*TASK TO CARRY OUT*
Reproduce word for word everything in the data below, from the line containing "of the glass" down through the final line of the data.

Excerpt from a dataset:
◇ ◇ ◇ ◇

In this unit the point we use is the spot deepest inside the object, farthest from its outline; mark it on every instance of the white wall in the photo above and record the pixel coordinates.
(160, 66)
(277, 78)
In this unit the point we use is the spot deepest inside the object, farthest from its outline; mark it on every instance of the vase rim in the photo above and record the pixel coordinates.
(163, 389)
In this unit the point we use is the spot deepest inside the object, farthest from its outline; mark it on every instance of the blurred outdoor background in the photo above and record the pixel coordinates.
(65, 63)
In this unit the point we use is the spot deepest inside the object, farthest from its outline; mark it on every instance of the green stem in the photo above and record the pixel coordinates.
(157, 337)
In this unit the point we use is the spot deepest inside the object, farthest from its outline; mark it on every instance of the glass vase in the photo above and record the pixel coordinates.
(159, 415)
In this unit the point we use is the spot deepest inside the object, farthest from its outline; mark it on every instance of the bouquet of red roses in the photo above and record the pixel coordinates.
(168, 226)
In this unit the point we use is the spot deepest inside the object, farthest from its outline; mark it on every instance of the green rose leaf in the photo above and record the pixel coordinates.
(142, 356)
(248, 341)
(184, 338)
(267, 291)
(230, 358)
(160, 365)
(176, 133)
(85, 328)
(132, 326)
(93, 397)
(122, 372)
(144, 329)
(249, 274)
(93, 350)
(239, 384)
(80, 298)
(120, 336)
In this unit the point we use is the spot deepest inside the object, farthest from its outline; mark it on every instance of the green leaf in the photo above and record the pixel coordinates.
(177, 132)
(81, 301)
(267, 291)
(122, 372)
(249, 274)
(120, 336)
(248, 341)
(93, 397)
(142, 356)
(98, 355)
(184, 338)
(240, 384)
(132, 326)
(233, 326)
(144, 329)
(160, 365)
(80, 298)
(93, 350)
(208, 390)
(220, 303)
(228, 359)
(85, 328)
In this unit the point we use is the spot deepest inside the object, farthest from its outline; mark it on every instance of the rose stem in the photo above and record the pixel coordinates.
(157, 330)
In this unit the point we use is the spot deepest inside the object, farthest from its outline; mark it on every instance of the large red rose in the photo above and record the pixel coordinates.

◇ ◇ ◇ ◇

*THE SOLUTION*
In this unit the point we use is the spot deepest inside the object, farthest from its outline; mark it on every instance of the glass vase in the photo above and record the pixel coordinates.
(159, 415)
In this unit the point we use is the spot deepest inside the object, farthest from its outline; mark it on every instance of the bouquet of red roses in the photo above and record the pixel coordinates.
(168, 226)
In this unit the point we use is the spot deepest inside the object, farthest from its outline; mark it on every instance of the green rose leaf in the photo above and record the pixel coordinates.
(142, 356)
(248, 341)
(184, 338)
(267, 291)
(230, 358)
(160, 365)
(176, 133)
(85, 328)
(132, 326)
(93, 397)
(122, 372)
(144, 329)
(249, 274)
(93, 350)
(239, 384)
(80, 298)
(120, 336)
In this unit the point we use is the spot deepest inside the object, farthest from its outline; mark it on every instance of the green leaf in the photo above and record the pixel coordinates.
(177, 132)
(81, 301)
(267, 291)
(122, 372)
(249, 274)
(120, 336)
(248, 341)
(93, 397)
(142, 356)
(98, 355)
(184, 338)
(240, 384)
(132, 326)
(233, 326)
(144, 329)
(160, 365)
(80, 298)
(93, 350)
(208, 390)
(220, 303)
(228, 359)
(85, 328)
In this unit the point we use is the spot deepest inside the object, farthest from its outline; mark it on every instance of the rose stem in the photo above and record the pixel coordinates.
(157, 330)
In this unit the point we use is the spot deepest inside the object, farthest from its outline; mark it on every instance of the large red rose in the photo above and record the pixel coordinates.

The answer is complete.